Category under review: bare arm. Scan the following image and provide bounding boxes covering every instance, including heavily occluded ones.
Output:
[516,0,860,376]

---

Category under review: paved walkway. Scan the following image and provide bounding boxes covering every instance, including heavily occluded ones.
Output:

--

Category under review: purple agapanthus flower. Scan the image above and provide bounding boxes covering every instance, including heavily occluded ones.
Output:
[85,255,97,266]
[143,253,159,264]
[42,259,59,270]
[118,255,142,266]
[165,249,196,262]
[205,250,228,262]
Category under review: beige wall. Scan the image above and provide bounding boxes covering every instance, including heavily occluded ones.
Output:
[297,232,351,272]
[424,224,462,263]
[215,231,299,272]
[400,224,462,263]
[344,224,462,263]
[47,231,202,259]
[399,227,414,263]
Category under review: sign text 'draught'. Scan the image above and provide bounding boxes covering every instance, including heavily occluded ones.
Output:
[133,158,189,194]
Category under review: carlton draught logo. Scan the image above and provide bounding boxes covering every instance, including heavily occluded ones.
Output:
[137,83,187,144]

What the exercise asks
Please retype the lines from the line with "Category under review: carlton" up to and including the line with "[137,83,187,144]", keeping every character as it appears in the entries.

Expected answer
Category under review: carlton draught logo. Scan the image above and provide bounding boxes covering every instance, including heavily occluded ones.
Output:
[137,83,187,144]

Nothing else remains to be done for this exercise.